• _Prompt_: Leave out the images and transcribe the entries below word for word.

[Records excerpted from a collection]
"""
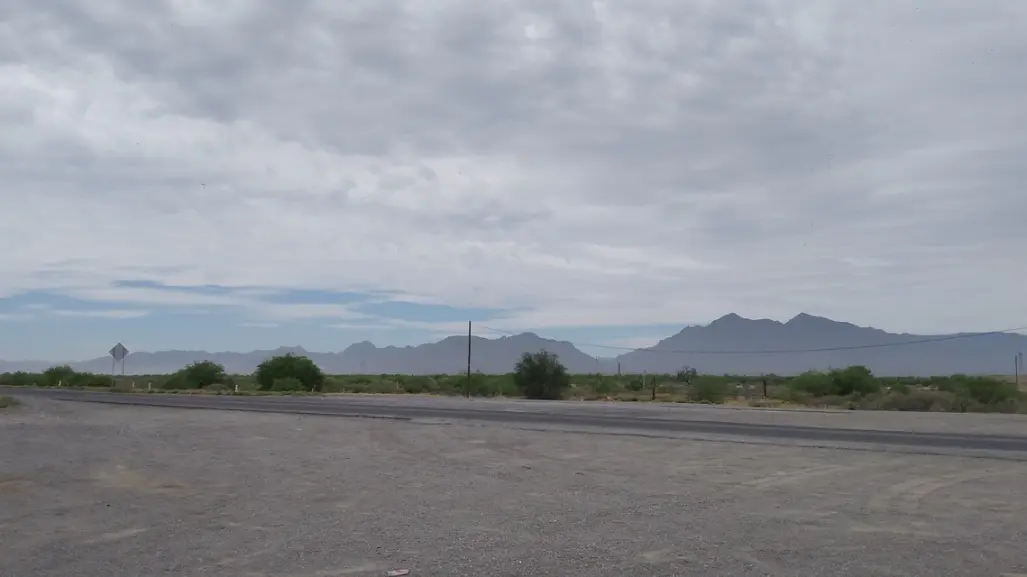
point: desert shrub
(811, 383)
(853, 380)
(917, 400)
(286, 384)
(91, 380)
(289, 366)
(60, 375)
(541, 375)
(709, 390)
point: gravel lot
(98, 491)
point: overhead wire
(786, 351)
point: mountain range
(729, 345)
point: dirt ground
(101, 491)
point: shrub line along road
(566, 414)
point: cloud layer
(577, 163)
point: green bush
(853, 380)
(709, 390)
(917, 400)
(60, 375)
(290, 366)
(541, 375)
(287, 384)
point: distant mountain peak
(727, 319)
(805, 318)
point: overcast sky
(252, 174)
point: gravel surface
(101, 491)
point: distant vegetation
"""
• _Exercise response_:
point: desert shrub
(811, 383)
(853, 380)
(917, 400)
(286, 384)
(91, 380)
(289, 366)
(60, 375)
(541, 375)
(709, 390)
point: gravel lot
(98, 491)
point: overhead wire
(786, 351)
point: mountain range
(729, 345)
point: dirt ground
(101, 491)
point: shrub line along road
(566, 414)
point: cloud layer
(577, 163)
point: green bush
(853, 380)
(709, 390)
(917, 400)
(60, 375)
(290, 366)
(541, 375)
(287, 384)
point: distant mountain peak
(727, 319)
(805, 318)
point: overcast sky
(252, 174)
point: gravel surface
(101, 491)
point: distant vegetation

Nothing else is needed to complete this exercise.